CAPITOLO DODICESIMO. L’amore della nostra divina vittima per Dio suo Padre – Il suo amore di compiacenza e di riconoscenza


Non colitur Deus nisi amando. Nella Religione ciò che v’è di più santo e di più sublime, è l’amore. È questa la cima alla quale l’anima si eleva per contrarre con Dio l’unione più stretta. «La carità si unisce a Dio per riposare in Lui medesimo, non già per ritrarne qualche vantaggio; perciò essa è più nobile che la fede, la speranza e tutte le altre virtù» (S. TH., II-II, q. 23, a. 6.). Così parla san Tommaso. Del resto è questo un oracolo di san Paolo (I Cor 13, 13).
      L’amore di Nostro Signore GESÙ CRISTO per il Padre suo! Chi mai potrebbe parlarne degnamente? Tutto in GESÙ è ugualmente perfetto in sommo grado; ma Egli ha voluto che nel suo stato di Ostia risplendessero le disposizioni più sublimi, più meravigliose e più sante, e particolarmente vi risplendesse la carità.

__VOCI DI DATI__:
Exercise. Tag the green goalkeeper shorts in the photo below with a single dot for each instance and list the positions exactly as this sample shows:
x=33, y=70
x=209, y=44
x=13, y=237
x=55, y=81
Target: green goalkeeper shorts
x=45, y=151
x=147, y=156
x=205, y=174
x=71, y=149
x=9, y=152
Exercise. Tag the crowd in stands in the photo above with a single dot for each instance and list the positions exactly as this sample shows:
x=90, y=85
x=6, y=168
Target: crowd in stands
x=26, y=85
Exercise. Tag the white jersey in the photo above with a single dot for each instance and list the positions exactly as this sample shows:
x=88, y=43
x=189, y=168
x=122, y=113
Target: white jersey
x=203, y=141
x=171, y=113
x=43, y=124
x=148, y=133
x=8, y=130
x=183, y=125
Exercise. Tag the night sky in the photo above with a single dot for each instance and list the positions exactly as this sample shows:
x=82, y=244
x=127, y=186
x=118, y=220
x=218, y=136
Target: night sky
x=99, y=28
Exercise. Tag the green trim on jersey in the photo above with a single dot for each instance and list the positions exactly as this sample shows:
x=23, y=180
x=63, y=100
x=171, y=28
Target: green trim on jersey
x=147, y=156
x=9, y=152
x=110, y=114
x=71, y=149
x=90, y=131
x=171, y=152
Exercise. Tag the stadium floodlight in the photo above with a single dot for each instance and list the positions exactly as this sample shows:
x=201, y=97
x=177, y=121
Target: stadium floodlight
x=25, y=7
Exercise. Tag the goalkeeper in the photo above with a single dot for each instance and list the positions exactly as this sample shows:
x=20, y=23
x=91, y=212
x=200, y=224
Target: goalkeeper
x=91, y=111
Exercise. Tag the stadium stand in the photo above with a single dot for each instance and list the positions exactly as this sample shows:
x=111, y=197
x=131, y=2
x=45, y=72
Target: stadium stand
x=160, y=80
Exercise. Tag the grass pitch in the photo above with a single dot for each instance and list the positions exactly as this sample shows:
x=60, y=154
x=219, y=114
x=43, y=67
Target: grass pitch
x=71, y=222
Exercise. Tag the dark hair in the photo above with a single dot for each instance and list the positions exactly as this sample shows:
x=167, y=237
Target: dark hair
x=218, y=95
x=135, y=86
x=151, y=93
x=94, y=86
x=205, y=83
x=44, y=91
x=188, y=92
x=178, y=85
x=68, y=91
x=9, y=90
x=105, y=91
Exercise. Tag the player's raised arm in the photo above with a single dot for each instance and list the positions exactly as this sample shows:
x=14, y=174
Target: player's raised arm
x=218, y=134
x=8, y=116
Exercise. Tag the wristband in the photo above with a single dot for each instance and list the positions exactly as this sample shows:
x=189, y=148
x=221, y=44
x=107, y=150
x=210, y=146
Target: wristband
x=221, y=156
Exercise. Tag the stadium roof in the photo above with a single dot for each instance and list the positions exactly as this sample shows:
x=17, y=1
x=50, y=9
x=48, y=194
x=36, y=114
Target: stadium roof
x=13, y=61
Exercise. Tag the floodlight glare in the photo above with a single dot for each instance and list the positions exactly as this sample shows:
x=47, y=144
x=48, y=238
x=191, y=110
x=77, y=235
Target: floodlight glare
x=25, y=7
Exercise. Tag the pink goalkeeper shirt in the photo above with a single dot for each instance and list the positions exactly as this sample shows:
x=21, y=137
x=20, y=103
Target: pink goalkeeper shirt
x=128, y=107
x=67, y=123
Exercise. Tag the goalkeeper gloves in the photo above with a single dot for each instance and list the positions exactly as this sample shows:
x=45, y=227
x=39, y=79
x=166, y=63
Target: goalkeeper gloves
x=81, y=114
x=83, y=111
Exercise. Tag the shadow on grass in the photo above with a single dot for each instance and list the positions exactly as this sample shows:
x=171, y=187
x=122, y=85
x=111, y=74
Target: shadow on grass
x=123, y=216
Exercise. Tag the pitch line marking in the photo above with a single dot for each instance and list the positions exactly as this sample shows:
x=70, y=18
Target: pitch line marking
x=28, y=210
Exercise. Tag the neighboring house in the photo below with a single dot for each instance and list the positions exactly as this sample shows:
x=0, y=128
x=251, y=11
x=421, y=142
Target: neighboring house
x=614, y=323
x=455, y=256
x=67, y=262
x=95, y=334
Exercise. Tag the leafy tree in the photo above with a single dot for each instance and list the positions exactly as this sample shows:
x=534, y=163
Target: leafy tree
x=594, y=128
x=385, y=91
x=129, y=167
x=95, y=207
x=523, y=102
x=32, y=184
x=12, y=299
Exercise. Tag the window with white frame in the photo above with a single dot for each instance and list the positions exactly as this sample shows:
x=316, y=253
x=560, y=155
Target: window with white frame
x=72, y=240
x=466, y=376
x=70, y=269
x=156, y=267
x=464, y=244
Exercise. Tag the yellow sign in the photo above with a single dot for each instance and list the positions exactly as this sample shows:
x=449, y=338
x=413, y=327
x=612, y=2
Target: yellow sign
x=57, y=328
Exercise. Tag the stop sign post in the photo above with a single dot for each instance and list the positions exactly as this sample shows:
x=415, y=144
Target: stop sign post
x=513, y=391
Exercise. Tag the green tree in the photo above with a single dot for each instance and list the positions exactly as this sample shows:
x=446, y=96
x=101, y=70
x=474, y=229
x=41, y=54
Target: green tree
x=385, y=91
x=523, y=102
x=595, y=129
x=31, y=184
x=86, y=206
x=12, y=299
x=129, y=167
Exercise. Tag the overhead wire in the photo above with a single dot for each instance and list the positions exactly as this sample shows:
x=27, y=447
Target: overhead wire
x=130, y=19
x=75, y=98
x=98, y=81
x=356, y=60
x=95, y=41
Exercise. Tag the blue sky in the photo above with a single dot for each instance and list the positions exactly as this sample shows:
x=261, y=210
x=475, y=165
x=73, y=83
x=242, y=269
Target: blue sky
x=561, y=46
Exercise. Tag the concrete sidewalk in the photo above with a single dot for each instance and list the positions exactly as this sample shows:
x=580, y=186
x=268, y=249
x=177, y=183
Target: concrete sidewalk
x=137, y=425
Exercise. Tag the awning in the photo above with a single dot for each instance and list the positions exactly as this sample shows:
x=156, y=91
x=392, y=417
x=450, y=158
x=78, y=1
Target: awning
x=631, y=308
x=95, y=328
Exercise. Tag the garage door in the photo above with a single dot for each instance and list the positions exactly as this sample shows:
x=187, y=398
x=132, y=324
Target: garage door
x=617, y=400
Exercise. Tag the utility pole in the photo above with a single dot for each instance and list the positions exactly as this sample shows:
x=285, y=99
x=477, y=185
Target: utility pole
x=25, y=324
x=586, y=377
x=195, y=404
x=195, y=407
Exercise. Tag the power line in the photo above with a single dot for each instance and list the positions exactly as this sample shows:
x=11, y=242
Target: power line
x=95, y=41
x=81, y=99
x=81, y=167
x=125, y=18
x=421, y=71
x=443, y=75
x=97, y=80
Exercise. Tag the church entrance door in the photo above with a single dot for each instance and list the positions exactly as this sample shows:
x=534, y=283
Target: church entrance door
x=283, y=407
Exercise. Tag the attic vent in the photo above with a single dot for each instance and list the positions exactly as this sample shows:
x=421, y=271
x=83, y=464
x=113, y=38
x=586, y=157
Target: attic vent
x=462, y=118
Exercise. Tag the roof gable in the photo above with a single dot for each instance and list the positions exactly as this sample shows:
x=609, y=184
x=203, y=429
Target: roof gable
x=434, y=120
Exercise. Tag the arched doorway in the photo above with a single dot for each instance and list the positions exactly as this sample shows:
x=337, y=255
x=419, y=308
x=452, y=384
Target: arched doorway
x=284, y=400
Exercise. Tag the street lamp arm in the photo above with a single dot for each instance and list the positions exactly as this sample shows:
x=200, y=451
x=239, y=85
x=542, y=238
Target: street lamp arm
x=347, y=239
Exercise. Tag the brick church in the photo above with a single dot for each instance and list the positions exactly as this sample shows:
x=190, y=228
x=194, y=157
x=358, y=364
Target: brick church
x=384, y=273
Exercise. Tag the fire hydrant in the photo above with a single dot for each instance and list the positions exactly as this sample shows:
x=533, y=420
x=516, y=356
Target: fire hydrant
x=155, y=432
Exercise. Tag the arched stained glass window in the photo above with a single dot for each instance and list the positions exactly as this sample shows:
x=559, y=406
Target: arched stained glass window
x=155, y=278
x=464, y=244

__COSE DA FARE__:
A. Puoi copiare il brano sull'amore di Gesù per il Padre da "L’amore di Nostro" fino a "risplendesse la carità." compreso?
B. Puoi proseguire il brano sull'amore di Gesù per il Padre a partire dalla sua ultima frase?

__RISPOSTE IN ORDINE__:
A.
L’amore di Nostro Signore GESÙ CRISTO per il Padre suo! Chi mai potrebbe parlarne degnamente? Tutto in GESÙ è ugualmente perfetto in sommo grado; ma Egli ha voluto che nel suo stato di Ostia risplendessero le disposizioni più sublimi, più meravigliose e più sante, e particolarmente vi risplendesse la carità.

B.
     San Dionigi chiama la carità una forza che unifica, raduna e concentra, in modo eccellente, nel Bello e nel Bene (111). Quella forza divina, quel movimento impetuoso e dolce, quel trasporto amoroso e tenero, pieno di gioia, di una gioia estatica. (112), era la vita costante della nostra adorabile Vittima; vita, tutta di amore per il Padre suo. In GESÙ adoriamo l’amore verso il Padre nei suoi quattro aspetti: compiacenza, riconoscenza, benevolenza e condoglianza.
***

    L’amore di Compiacenza è quello che deriva dalla contemplazione della Bellezza infinita, immutabile ed eterna, sempre nuova e sempre antica (113) dell’Essere divino, con le sue ineffabili perfezioni, con i suoi profondi, gloriosi ed essenziali attributi, con la sua vita intima, ossia la vita della Trinità,  con le sue opere esterne, in una parola: dalla contemplazione di Dio. In tale contemplazione l’anima riposa, gode, non ha consolazione, contentezza, sentimenti di trasporto, felicità e vita, se non nella cognizione intima e certa, nella vista chiara e sicura di quella Bellezza eterna, di quel Bene indefettibile ed eterno; sotto l’influenza di tale soprannaturale visione essa dimentica quanto non è il suo Dio; in tutto l’essere suo si compiace che Dio sia quella Bellezza e quel Bene ch’essa contempla, benché sia intimamente persuasa che, quando si tratta di Dio, quel poco che si conosce è niente a confronto dì ciò che si ignora, perché l’Essere divino possiede una immensità di amabilità infinite assolutamente impenetrabili a qualsiasi sguardo creato (114).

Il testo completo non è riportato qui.